* _Arbeitsauftrag_
Gib den folgenden Auszug aus der Buchbesprechung zur Theodizee vollständig und Wort für Wort wieder.

* _Vorliegender Text_
Es würde den Rahmen dieser Besprechung bei weitem sprengen, auch nur annäherungsweise auf die überbordende Anzahl behandelter Einzelfragen des Buches einzugehen; an einem Beispiel – der "Theodizee" – sei stark verkürzt gezeigt, wie weit die Autoren ausholen: Der Begriff – nach theos (Gott) und dike (Gerechtigkeit) – wurde im 17. Jahrhundert von Gottfried Wilhelm Leibniz als Titel seines letzten Buches eingeführt, das damit verbundene Thema kam aber bereits um 1.000 vor unserer Zeitrechnung in keilschriftlich-akkadischer Sprache im Königreich Babylon vor. Unter der Bezeichnung "Babylonischer Kohelet" diskutieren zwei Männer über Leid und Gerechtigkeit: Der Leidende beklagt die Ungerechtigkeit der Welt. Warum geht es schlechten Menschen gut? Warum leiden gute Menschen? Warum lassen die Götter solche Ungerechtigkeit zu? Den Sprecher kränken diese und viele andere Ungerechtigkeiten so sehr, dass er überlegt, kriminell zu werden. Der Freund gibt dem Gefährten die mittlerweile kanonisch gewordene Antwort: Ja, es scheint ungerecht zu sein, das komme aber nur daher, dass einfache Sterbliche nicht dafür ausgelegt seien, die Pläne der Götter zu verstehen. Adam Ferner und Chris Meyns erläutern in der Folge, wie häufig und wie sehr das "Kohelet" als mächtige politische Funktion der Verteidigung göttlicher Ordnung und der Aufrechterhaltung spezifischer Gesellschaftsstrukturen diente.

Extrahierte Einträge
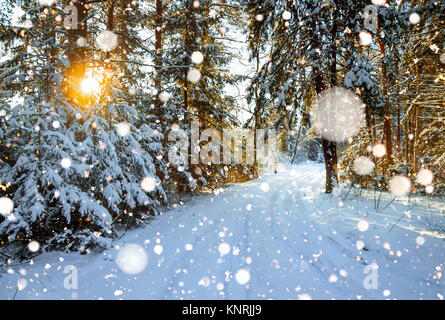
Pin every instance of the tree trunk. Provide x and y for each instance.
(158, 47)
(387, 135)
(77, 56)
(330, 147)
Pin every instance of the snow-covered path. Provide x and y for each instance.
(294, 241)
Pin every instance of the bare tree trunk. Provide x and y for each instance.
(77, 56)
(158, 47)
(387, 121)
(330, 147)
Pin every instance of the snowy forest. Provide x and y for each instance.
(120, 123)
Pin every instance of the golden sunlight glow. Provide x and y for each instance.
(90, 86)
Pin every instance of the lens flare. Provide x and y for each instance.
(90, 86)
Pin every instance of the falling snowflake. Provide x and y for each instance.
(65, 163)
(21, 284)
(197, 57)
(6, 206)
(47, 2)
(242, 276)
(362, 225)
(158, 249)
(304, 296)
(379, 150)
(224, 248)
(148, 184)
(286, 15)
(193, 75)
(338, 114)
(379, 3)
(205, 282)
(33, 246)
(132, 259)
(365, 38)
(81, 42)
(414, 18)
(106, 40)
(164, 96)
(420, 240)
(363, 165)
(429, 189)
(123, 129)
(424, 177)
(399, 186)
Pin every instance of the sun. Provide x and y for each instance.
(90, 86)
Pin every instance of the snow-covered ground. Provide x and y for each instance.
(282, 238)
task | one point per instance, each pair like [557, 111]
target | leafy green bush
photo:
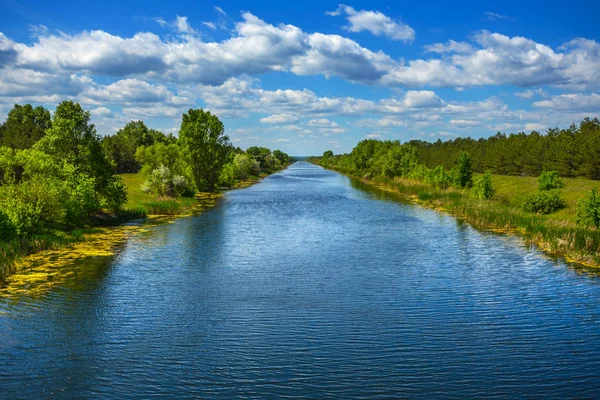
[545, 202]
[439, 178]
[549, 180]
[588, 209]
[484, 189]
[227, 175]
[32, 205]
[245, 166]
[463, 177]
[7, 229]
[115, 194]
[420, 173]
[162, 182]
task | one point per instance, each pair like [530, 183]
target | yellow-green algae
[37, 273]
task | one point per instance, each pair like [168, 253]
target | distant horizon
[312, 78]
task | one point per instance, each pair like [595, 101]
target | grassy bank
[139, 205]
[556, 234]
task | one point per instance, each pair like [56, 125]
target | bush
[439, 178]
[549, 180]
[32, 205]
[588, 209]
[420, 173]
[79, 199]
[484, 189]
[115, 194]
[545, 202]
[245, 166]
[227, 175]
[162, 182]
[464, 172]
[7, 229]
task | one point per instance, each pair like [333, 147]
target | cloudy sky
[313, 75]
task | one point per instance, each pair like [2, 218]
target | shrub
[464, 171]
[545, 202]
[549, 180]
[32, 205]
[115, 194]
[79, 199]
[7, 229]
[484, 189]
[245, 166]
[588, 209]
[420, 173]
[227, 175]
[439, 178]
[162, 182]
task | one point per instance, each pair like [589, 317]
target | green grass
[148, 204]
[512, 191]
[556, 234]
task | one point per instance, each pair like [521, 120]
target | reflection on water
[307, 285]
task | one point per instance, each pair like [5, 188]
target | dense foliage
[544, 202]
[122, 146]
[389, 159]
[571, 152]
[588, 209]
[57, 173]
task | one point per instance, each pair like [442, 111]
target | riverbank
[555, 234]
[40, 258]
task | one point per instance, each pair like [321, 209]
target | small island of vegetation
[543, 187]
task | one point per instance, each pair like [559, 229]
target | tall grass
[557, 234]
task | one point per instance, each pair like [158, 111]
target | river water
[309, 285]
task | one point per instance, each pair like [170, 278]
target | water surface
[308, 285]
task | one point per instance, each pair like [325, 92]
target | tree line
[569, 152]
[572, 152]
[57, 172]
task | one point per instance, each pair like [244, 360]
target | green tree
[588, 209]
[72, 140]
[283, 158]
[464, 171]
[205, 146]
[245, 166]
[484, 188]
[24, 126]
[549, 180]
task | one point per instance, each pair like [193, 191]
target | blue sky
[310, 76]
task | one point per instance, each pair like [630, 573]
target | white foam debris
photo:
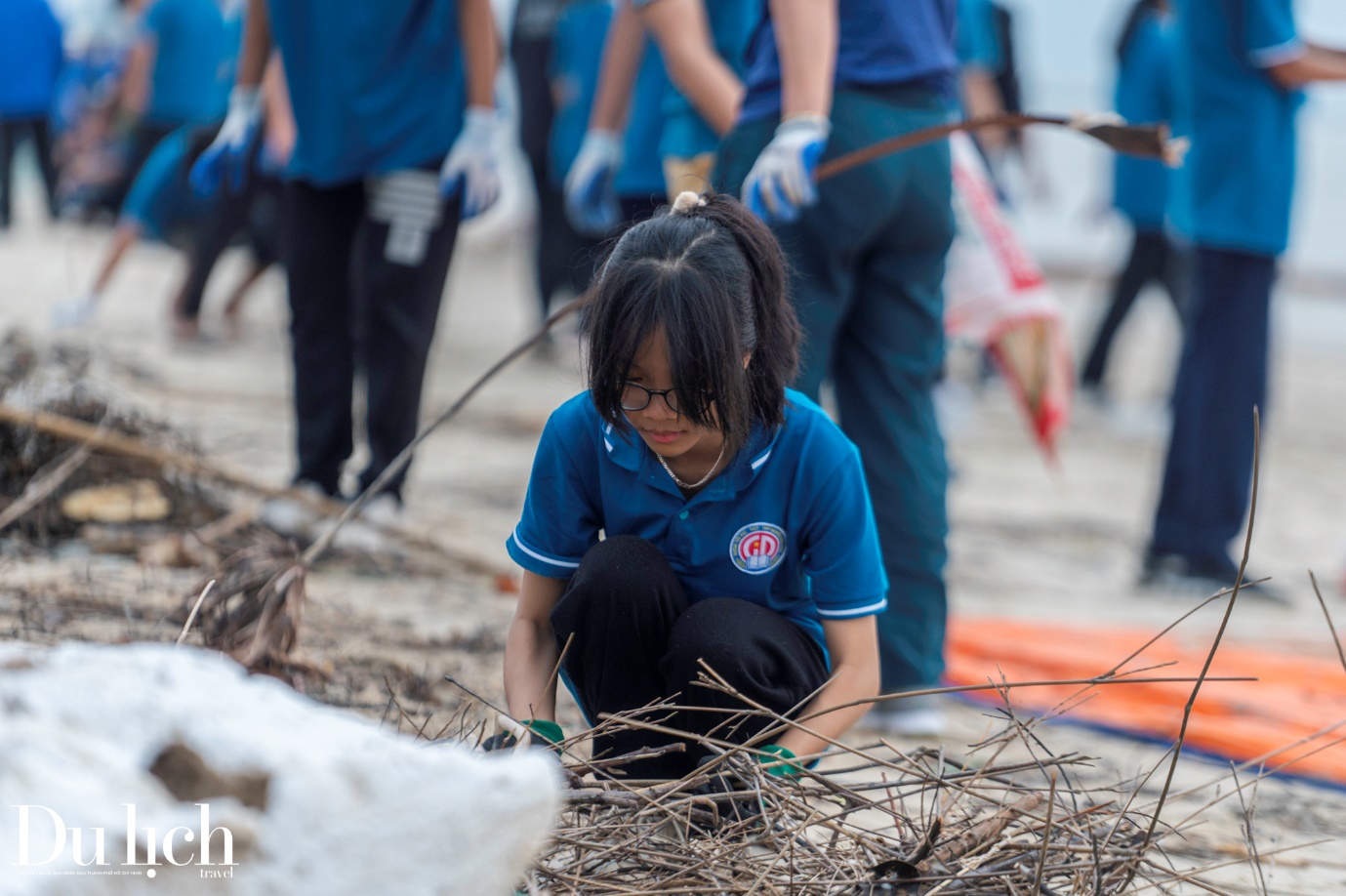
[350, 809]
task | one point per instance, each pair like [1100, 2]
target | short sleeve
[841, 547]
[561, 516]
[1270, 35]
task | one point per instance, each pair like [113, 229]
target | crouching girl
[691, 508]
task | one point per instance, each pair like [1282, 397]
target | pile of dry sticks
[1005, 817]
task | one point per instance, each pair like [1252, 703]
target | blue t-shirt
[642, 168]
[977, 43]
[1236, 185]
[30, 58]
[788, 525]
[879, 42]
[575, 63]
[191, 45]
[160, 199]
[1144, 96]
[731, 23]
[376, 86]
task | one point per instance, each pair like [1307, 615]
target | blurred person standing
[703, 43]
[178, 73]
[553, 45]
[394, 143]
[617, 177]
[30, 64]
[1140, 185]
[1240, 68]
[867, 255]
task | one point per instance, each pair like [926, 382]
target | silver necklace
[699, 482]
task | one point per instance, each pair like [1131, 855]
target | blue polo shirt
[376, 86]
[1236, 185]
[1144, 96]
[642, 170]
[192, 47]
[30, 58]
[160, 199]
[879, 43]
[731, 23]
[788, 525]
[574, 68]
[977, 43]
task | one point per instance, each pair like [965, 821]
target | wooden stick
[43, 484]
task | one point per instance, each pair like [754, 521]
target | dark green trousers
[867, 272]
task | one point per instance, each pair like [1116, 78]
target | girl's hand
[853, 644]
[531, 654]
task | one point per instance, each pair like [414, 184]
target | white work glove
[590, 192]
[781, 181]
[74, 312]
[469, 166]
[226, 157]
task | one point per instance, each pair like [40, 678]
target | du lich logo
[144, 848]
[758, 548]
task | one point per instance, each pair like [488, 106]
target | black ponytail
[713, 277]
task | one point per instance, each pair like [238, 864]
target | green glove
[547, 729]
[544, 731]
[787, 764]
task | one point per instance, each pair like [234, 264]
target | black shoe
[1209, 575]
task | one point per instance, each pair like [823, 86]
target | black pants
[564, 259]
[13, 131]
[253, 213]
[1154, 259]
[636, 640]
[348, 303]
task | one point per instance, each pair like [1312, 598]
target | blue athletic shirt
[880, 43]
[160, 199]
[30, 58]
[376, 86]
[574, 68]
[731, 23]
[642, 170]
[1236, 185]
[788, 525]
[191, 43]
[977, 43]
[1144, 96]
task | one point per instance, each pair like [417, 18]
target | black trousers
[352, 306]
[253, 213]
[1154, 259]
[636, 640]
[564, 259]
[13, 131]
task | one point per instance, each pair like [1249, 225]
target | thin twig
[191, 616]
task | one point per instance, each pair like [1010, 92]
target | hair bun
[686, 201]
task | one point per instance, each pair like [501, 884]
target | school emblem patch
[758, 548]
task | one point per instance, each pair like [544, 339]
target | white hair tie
[686, 201]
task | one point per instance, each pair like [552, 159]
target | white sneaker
[74, 312]
[909, 717]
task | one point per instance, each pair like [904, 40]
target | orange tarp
[1293, 699]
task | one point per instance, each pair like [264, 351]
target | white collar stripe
[856, 611]
[528, 550]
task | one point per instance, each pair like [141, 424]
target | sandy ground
[1027, 540]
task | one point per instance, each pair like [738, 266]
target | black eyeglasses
[635, 397]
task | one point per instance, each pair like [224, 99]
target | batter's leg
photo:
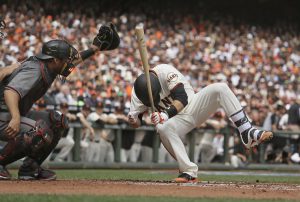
[217, 95]
[170, 133]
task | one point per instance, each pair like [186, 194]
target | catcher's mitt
[107, 38]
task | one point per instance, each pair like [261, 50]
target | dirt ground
[139, 188]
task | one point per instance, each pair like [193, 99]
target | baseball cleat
[185, 178]
[4, 174]
[256, 137]
[264, 137]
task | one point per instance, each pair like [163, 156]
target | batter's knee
[165, 130]
[219, 87]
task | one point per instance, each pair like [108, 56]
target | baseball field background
[154, 185]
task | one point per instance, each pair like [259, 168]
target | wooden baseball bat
[139, 31]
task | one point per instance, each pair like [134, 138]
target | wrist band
[171, 111]
[87, 53]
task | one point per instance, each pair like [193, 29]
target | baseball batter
[179, 110]
[35, 134]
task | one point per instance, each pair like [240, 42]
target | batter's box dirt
[158, 188]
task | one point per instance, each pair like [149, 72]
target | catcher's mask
[60, 49]
[140, 88]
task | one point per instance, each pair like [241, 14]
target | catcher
[35, 134]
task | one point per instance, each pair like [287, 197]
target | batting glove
[159, 117]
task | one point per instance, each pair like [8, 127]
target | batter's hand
[13, 128]
[131, 120]
[159, 117]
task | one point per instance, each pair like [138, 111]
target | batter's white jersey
[199, 108]
[169, 77]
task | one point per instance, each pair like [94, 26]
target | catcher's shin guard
[59, 125]
[15, 149]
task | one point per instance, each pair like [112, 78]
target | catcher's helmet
[140, 88]
[60, 49]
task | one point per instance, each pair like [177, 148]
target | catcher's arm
[5, 71]
[106, 39]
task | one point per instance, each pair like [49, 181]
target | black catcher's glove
[107, 38]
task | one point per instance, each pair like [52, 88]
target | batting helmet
[140, 88]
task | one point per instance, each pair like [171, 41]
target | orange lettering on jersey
[159, 108]
[172, 77]
[166, 101]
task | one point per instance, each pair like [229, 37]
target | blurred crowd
[260, 62]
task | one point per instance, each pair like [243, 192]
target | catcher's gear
[107, 38]
[60, 49]
[41, 135]
[140, 88]
[159, 117]
[2, 24]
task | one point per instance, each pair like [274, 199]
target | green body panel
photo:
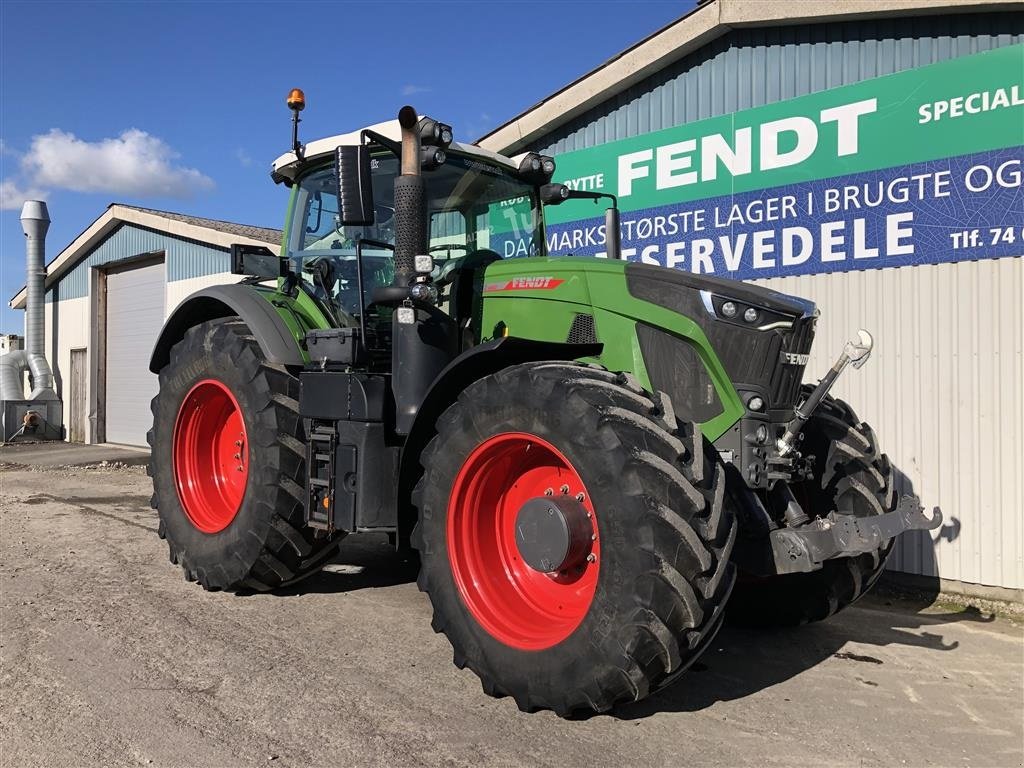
[538, 298]
[299, 313]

* _Lösung_
Es würde den Rahmen dieser Besprechung bei weitem sprengen, auch nur annäherungsweise auf die überbordende Anzahl behandelter Einzelfragen des Buches einzugehen; an einem Beispiel – der "Theodizee" – sei stark verkürzt gezeigt, wie weit die Autoren ausholen: Der Begriff – nach theos (Gott) und dike (Gerechtigkeit) – wurde im 17. Jahrhundert von Gottfried Wilhelm Leibniz als Titel seines letzten Buches eingeführt, das damit verbundene Thema kam aber bereits um 1.000 vor unserer Zeitrechnung in keilschriftlich-akkadischer Sprache im Königreich Babylon vor. Unter der Bezeichnung "Babylonischer Kohelet" diskutieren zwei Männer über Leid und Gerechtigkeit: Der Leidende beklagt die Ungerechtigkeit der Welt. Warum geht es schlechten Menschen gut? Warum leiden gute Menschen? Warum lassen die Götter solche Ungerechtigkeit zu? Den Sprecher kränken diese und viele andere Ungerechtigkeiten so sehr, dass er überlegt, kriminell zu werden. Der Freund gibt dem Gefährten die mittlerweile kanonisch gewordene Antwort: Ja, es scheint ungerecht zu sein, das komme aber nur daher, dass einfache Sterbliche nicht dafür ausgelegt seien, die Pläne der Götter zu verstehen. Adam Ferner und Chris Meyns erläutern in der Folge, wie häufig und wie sehr das "Kohelet" als mächtige politische Funktion der Verteidigung göttlicher Ordnung und der Aufrechterhaltung spezifischer Gesellschaftsstrukturen diente.